### SHORT PROBLEM
Starting at the line that contains "of the striped" and going through the last line, write those lines out again with "innermost point" swapped for "central point" and everything else left as it is.

# SUPPLIED DATA start

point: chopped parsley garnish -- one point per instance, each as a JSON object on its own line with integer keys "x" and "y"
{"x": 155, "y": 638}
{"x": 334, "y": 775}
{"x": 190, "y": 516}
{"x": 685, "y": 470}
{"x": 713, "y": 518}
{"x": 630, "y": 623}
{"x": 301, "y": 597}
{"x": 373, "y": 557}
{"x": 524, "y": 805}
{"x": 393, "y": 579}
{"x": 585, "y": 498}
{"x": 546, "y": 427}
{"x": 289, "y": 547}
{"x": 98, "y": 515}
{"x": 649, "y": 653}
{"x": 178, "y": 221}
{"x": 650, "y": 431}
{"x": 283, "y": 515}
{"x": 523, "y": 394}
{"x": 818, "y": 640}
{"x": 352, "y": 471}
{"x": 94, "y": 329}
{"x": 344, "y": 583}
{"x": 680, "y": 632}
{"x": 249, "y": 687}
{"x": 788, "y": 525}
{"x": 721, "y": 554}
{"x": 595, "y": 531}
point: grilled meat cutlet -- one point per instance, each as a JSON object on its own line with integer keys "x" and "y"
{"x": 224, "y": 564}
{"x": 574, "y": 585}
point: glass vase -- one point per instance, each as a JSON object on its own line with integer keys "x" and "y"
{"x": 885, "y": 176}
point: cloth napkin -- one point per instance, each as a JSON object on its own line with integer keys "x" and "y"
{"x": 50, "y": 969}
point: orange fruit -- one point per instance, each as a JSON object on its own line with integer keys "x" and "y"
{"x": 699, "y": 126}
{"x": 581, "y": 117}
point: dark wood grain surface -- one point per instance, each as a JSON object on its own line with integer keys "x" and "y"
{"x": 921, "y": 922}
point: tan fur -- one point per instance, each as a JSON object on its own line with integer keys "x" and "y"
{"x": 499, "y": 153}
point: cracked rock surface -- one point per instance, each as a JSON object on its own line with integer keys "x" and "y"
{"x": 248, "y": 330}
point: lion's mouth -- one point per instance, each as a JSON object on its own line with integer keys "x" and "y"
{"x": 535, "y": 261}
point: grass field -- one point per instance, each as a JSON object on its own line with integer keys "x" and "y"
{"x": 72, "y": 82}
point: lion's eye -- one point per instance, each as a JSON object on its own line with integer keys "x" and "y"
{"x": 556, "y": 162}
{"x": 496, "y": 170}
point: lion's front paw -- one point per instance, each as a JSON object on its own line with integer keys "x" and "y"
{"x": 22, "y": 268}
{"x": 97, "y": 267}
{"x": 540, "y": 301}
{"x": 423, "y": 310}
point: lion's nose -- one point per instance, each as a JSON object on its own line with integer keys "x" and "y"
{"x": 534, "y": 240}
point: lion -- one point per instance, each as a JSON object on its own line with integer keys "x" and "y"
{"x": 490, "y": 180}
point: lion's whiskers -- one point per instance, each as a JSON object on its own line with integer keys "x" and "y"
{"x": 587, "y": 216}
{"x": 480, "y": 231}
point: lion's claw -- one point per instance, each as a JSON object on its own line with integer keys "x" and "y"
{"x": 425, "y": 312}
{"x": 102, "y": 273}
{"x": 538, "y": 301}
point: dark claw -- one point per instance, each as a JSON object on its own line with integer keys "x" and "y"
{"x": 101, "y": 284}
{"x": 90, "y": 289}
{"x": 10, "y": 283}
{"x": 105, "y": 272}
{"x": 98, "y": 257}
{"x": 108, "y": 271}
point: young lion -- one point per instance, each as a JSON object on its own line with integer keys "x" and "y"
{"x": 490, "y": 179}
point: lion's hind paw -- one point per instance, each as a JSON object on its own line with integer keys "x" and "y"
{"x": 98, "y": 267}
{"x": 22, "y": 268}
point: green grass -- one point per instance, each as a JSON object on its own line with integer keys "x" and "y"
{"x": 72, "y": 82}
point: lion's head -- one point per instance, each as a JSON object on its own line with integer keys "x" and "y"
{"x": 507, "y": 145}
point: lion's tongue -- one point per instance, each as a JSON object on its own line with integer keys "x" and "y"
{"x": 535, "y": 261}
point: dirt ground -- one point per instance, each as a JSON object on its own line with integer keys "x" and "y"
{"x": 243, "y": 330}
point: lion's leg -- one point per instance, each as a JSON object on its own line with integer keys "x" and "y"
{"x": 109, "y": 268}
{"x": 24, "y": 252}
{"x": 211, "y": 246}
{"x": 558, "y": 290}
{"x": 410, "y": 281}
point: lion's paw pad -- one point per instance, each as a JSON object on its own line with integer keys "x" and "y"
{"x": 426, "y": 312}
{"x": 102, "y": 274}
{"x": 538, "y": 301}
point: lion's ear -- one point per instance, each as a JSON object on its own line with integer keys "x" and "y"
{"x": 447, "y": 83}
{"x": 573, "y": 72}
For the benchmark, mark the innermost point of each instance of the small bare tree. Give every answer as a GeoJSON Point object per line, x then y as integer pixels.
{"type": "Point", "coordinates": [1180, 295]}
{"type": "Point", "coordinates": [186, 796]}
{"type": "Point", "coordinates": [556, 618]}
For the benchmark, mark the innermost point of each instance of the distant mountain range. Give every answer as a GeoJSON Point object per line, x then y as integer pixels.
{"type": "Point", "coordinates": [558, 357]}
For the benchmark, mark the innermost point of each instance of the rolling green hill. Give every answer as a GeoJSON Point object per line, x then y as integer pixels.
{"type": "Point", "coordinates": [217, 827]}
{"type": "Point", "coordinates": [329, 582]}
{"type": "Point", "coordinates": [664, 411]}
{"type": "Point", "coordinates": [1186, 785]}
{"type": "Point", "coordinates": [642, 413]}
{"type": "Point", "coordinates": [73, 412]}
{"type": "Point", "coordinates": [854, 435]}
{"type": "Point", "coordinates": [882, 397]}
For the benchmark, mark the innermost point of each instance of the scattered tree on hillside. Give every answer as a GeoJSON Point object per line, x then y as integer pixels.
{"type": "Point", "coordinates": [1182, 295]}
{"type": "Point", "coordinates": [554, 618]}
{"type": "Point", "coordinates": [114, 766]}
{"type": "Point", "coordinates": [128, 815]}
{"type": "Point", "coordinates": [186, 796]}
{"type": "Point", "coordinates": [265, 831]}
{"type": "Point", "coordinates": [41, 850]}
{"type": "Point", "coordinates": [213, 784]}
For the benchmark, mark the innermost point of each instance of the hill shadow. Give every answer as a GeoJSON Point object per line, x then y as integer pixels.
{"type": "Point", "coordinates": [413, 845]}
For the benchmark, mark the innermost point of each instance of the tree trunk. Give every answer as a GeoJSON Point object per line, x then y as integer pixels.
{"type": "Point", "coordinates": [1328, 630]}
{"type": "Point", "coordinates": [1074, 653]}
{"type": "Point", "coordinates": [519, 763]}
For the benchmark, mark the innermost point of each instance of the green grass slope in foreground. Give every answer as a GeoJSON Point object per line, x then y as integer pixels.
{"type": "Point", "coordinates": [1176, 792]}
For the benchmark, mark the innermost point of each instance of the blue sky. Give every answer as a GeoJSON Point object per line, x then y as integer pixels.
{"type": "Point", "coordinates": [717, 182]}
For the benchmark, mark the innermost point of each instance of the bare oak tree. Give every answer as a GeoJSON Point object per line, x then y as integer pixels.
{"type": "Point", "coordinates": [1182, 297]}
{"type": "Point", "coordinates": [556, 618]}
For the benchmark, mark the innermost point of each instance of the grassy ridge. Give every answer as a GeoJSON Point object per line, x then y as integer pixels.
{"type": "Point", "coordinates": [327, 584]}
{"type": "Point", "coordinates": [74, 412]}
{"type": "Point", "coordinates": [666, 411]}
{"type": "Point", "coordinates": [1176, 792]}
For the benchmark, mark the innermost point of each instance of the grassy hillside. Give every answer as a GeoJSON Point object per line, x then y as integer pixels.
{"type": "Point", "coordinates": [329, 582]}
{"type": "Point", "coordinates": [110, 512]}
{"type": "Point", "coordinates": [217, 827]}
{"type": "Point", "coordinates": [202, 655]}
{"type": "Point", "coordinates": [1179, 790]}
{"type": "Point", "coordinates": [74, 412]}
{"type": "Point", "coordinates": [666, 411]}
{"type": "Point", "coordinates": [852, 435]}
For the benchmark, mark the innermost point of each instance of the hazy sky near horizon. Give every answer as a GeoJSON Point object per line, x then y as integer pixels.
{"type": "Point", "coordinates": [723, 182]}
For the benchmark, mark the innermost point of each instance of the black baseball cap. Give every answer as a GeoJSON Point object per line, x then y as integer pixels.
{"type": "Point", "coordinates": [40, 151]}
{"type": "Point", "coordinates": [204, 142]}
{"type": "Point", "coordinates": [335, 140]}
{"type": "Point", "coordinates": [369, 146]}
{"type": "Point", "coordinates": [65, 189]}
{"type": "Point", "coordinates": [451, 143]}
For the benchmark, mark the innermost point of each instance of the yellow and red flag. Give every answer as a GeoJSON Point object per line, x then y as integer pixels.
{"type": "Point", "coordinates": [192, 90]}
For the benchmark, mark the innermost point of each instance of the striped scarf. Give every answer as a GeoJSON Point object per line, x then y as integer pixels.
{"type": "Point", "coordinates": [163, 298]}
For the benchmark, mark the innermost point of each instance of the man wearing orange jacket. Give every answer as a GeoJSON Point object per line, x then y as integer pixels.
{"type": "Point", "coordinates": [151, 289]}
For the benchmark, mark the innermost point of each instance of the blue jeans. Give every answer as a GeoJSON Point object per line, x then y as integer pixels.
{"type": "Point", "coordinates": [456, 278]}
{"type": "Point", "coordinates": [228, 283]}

# SUPPLIED DATA end

### FULL OUTPUT
For the benchmark, mark the central point of each instance of the striped scarf. Give every answer as a GeoJSON Point object per line, x then y as integer pixels.
{"type": "Point", "coordinates": [163, 298]}
For the benchmark, mark the central point of each instance of the man wearing orange jacket. Give every answer as a GeoJSON Point object per line, x then y as integer pixels.
{"type": "Point", "coordinates": [151, 289]}
For the benchmark, mark the central point of each instance of the blue jeans. Give every answer as a GeoJSON Point object per line, x then y as integer pixels.
{"type": "Point", "coordinates": [456, 278]}
{"type": "Point", "coordinates": [228, 283]}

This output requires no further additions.